EXERCISE AIM
Which lines in the data below contain the string "given", with case counting? Copy each of those lines in full.

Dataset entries
┄┄┄┄┄┄┄┄┄┄┄┄┄┄┄┄┄┄┄┄
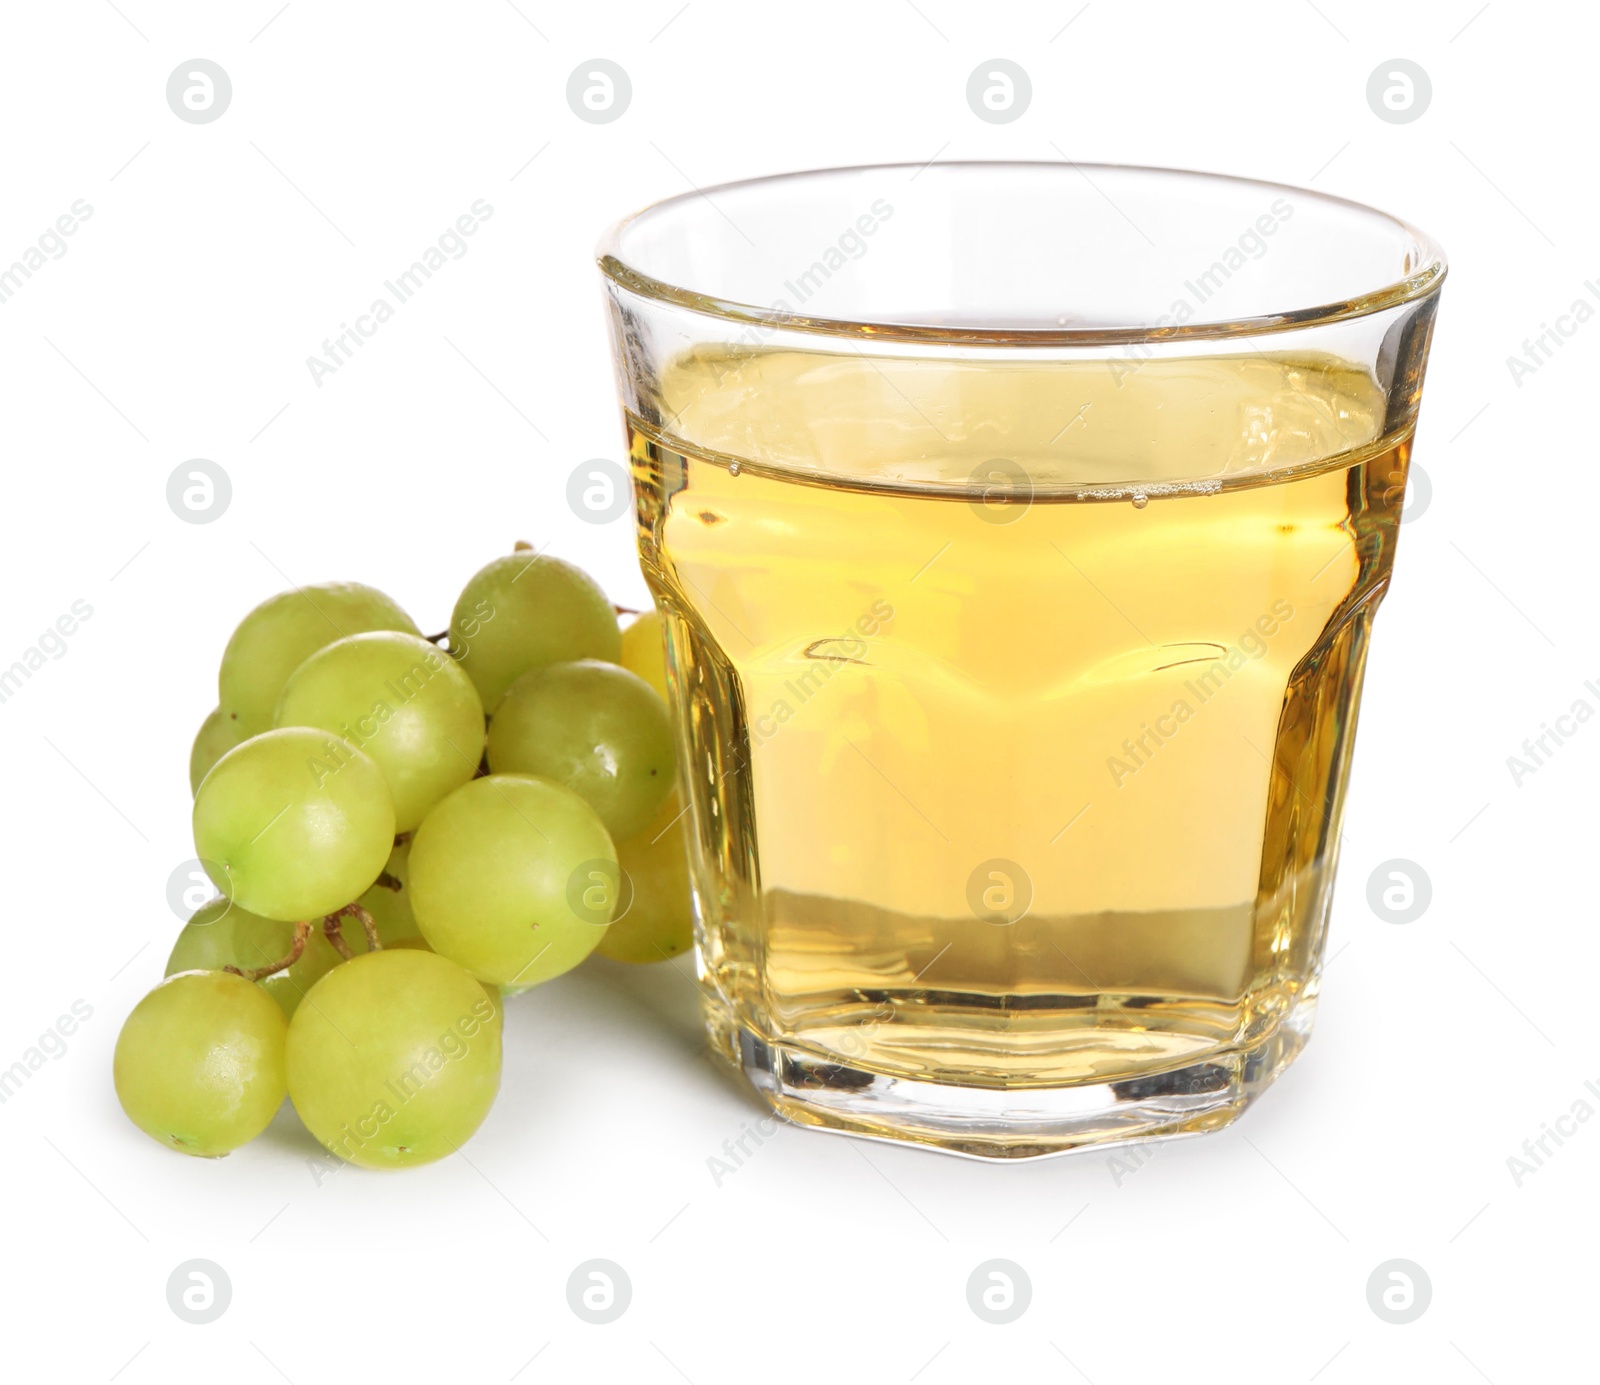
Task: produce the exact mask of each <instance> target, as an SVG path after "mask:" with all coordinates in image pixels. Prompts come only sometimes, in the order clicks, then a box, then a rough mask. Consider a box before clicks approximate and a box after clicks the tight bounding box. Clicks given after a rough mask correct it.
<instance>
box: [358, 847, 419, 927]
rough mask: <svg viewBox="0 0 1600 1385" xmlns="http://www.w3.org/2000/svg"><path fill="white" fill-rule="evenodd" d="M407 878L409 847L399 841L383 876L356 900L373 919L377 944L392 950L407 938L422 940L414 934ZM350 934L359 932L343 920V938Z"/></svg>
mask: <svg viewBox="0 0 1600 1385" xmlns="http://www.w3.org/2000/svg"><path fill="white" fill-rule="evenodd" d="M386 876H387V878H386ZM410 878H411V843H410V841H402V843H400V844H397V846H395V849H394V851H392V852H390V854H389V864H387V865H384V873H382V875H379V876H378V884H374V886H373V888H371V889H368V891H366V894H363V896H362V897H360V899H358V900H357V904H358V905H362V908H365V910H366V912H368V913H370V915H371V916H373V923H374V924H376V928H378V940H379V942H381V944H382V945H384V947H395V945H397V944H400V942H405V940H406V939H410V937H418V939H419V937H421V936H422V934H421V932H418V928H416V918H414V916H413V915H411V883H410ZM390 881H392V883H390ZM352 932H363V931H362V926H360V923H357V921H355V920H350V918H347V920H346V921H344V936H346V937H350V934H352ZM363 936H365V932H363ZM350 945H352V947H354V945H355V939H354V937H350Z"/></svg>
┄┄┄┄┄┄┄┄┄┄┄┄┄┄┄┄┄┄┄┄
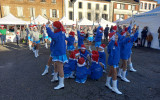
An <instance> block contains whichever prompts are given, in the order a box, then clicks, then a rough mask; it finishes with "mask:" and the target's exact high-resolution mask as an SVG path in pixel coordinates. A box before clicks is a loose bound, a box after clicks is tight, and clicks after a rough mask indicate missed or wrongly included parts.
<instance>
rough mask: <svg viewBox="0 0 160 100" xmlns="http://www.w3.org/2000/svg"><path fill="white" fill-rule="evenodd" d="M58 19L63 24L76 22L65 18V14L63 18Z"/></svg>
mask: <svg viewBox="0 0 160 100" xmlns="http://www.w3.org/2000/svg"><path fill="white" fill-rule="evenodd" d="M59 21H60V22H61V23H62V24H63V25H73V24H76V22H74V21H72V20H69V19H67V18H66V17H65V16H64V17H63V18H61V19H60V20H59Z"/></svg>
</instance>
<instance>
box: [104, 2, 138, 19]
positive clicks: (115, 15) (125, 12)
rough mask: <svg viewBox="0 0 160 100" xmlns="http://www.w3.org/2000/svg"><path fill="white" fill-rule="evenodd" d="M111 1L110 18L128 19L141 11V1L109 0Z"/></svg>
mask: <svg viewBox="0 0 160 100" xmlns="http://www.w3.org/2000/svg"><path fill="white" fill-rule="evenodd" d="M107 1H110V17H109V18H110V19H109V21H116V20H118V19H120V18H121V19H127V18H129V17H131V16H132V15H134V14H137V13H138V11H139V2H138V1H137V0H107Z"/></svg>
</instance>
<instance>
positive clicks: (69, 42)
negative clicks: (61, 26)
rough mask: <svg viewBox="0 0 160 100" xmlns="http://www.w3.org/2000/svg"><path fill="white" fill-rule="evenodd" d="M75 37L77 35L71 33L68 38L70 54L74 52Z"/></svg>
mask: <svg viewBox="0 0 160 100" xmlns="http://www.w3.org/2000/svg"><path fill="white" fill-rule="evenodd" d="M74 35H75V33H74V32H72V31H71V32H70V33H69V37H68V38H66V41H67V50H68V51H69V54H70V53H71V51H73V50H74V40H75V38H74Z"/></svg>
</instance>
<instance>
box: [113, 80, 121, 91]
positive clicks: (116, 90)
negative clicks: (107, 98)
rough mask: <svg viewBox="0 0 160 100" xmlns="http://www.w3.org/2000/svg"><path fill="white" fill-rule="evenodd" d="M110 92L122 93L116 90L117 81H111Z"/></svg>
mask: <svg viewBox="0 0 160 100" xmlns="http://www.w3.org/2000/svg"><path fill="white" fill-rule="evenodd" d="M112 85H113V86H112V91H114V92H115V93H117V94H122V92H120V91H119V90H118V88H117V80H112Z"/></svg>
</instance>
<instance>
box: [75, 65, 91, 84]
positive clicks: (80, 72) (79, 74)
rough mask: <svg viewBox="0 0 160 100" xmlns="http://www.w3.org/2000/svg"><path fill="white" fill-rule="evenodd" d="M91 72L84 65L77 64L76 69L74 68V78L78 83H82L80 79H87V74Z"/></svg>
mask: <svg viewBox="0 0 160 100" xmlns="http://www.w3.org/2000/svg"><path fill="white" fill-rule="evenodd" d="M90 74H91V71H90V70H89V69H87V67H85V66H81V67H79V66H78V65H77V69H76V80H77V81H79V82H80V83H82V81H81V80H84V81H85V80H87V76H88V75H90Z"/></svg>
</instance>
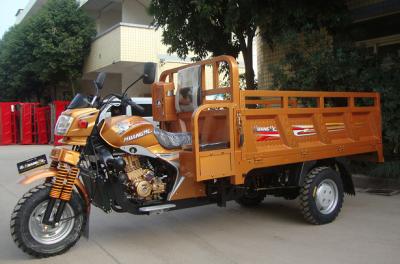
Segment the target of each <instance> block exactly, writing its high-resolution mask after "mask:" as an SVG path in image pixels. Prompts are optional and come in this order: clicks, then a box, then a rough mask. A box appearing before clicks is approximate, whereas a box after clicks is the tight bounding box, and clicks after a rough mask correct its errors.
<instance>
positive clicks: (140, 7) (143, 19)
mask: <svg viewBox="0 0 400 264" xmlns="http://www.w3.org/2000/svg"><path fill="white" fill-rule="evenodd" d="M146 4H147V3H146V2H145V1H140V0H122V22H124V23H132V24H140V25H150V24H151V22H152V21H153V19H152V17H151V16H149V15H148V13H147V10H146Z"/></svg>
┄┄┄┄┄┄┄┄┄┄┄┄┄┄┄┄┄┄┄┄
WORKED SOLUTION
Task: produce the exact mask of each <instance> target, as an SVG path after "mask:" with all coordinates in image pixels. Prompts come only sometimes, in the order clicks, then a box, then a rough mask. Consider a box before clicks approximate and a box after clicks the tight bounding box. Clicks given after a rough mask correct it.
An <instance> block contains whichever prompts are given, in the order a box, then clicks, then a rough mask; it finishes with "mask:" and the target's exact high-resolution mask as an SVG path in pixel coordinates. A box before clicks is a loose bound, a box after clicks is tight, and clicks after a rough mask indicate missed or wrongly included parts.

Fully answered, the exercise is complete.